WHAT IS NEEDED:
Select every line below that contains the word "flower", and copy each such line unchanged.

>> BEGIN SUPPLIED MATERIAL

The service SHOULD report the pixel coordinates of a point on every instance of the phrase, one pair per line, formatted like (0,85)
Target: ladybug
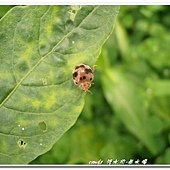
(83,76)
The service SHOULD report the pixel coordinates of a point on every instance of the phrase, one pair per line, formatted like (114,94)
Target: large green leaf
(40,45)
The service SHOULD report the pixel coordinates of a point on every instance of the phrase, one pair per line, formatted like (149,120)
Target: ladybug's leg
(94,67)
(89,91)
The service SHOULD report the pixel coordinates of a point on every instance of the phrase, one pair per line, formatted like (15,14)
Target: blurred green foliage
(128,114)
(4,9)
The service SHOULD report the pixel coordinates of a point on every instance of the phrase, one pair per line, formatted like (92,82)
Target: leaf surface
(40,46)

>> END SUPPLIED MATERIAL
>> BEGIN SUPPLIED MATERIAL

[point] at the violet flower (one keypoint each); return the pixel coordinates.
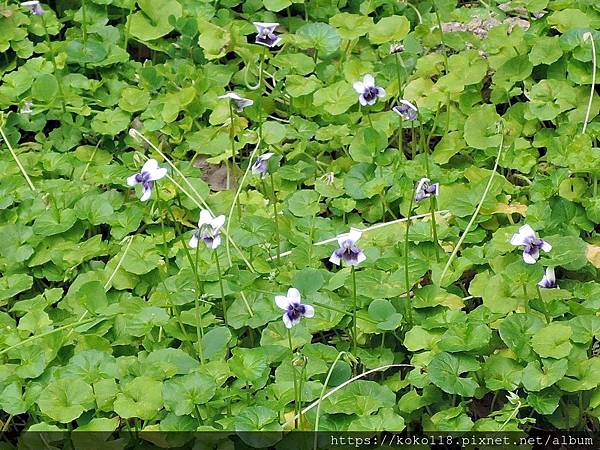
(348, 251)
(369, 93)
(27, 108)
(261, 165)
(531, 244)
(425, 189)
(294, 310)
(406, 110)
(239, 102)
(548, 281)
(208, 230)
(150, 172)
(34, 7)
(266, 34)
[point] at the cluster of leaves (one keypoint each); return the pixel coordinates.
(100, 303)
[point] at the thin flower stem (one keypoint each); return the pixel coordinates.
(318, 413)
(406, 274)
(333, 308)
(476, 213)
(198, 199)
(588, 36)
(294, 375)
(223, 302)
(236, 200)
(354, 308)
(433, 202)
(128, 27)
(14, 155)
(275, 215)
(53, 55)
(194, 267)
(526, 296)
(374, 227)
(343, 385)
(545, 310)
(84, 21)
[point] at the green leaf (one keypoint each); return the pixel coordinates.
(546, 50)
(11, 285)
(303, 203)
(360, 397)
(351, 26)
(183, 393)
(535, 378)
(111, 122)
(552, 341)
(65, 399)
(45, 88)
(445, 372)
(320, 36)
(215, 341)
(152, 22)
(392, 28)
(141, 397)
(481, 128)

>> END SUPPLIED MATERIAL

COMPLETE RESPONSE:
[point] at the violet flower (one keypoint each); return the pixel coordinates.
[point] at the thin flower stem (one keypoint each); return the pixel coordinates.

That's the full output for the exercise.